--- Exercise prompt ---
Report each line of the listing below that contains the word "black", copying those lines in full. Case counts when matching.

--- Raw records ---
* * *
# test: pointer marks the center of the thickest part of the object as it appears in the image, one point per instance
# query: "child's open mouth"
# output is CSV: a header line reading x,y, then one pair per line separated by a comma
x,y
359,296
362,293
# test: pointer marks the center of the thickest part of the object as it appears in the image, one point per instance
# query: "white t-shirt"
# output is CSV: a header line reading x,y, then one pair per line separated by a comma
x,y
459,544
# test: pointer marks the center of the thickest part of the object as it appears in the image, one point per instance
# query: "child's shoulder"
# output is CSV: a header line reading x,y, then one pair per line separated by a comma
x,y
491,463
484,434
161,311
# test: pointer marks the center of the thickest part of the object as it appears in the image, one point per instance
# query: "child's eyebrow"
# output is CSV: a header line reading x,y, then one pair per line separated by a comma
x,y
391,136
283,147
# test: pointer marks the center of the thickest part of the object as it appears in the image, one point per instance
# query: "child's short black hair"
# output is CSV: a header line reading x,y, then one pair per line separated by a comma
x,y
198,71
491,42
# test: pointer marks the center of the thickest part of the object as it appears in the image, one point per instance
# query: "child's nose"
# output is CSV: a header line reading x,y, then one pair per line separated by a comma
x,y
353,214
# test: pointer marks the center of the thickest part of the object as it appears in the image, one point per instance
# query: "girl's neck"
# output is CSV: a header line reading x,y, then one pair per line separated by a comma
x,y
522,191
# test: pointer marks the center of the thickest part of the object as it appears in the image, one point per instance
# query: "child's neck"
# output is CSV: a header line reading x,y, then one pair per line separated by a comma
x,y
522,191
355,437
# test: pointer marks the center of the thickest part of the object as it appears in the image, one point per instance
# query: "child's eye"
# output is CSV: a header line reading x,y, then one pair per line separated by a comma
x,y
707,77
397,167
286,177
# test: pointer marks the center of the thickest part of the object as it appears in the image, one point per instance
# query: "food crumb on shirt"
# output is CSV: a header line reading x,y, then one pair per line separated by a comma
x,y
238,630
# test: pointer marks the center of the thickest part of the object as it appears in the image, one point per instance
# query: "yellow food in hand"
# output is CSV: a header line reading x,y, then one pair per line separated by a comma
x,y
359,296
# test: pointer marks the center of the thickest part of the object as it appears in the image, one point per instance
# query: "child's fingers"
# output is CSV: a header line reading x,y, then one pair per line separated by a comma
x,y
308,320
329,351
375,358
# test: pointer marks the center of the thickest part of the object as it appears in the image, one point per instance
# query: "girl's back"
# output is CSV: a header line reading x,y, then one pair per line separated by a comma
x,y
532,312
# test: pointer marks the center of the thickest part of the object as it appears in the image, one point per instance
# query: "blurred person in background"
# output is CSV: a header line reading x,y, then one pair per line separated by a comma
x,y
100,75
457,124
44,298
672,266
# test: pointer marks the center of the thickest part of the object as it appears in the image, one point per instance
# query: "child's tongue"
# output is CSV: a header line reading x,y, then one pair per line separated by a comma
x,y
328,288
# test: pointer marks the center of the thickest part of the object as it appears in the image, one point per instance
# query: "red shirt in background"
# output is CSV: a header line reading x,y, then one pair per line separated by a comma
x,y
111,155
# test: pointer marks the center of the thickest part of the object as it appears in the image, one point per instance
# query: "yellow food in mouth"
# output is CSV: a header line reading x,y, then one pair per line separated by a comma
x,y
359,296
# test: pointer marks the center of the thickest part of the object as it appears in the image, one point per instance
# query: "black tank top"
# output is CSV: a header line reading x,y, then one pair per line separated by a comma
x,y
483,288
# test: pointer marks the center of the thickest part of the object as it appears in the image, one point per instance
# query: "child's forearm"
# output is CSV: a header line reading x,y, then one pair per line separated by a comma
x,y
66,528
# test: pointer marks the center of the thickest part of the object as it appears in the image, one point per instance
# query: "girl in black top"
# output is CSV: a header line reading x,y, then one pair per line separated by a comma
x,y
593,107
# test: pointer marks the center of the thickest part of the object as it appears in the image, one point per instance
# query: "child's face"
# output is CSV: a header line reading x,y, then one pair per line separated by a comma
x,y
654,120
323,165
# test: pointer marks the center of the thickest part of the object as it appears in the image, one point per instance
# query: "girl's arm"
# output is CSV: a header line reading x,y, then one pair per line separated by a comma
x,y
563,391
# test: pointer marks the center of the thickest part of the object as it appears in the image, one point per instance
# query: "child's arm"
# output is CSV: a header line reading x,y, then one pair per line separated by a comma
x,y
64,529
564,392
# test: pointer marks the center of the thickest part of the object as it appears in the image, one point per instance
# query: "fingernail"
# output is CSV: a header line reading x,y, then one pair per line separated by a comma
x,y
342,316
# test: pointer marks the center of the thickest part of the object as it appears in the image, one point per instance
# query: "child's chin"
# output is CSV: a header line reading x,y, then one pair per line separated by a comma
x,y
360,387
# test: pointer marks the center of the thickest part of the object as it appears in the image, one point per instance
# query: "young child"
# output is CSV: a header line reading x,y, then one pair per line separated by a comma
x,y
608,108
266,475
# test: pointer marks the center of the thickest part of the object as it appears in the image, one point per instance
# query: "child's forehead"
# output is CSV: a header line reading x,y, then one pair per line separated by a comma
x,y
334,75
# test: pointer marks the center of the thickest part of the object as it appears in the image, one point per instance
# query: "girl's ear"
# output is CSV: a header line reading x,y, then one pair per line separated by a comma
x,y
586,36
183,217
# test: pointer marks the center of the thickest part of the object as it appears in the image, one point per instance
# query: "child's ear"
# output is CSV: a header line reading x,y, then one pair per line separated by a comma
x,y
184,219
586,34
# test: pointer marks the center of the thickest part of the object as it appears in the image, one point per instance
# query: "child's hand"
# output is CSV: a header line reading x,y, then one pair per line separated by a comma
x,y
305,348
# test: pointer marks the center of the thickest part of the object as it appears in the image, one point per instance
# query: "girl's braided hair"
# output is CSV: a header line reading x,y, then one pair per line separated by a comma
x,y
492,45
* * *
--- The completed task ---
# query: "child's short black hair"
# query: "black tank top"
# query: "girl in black top"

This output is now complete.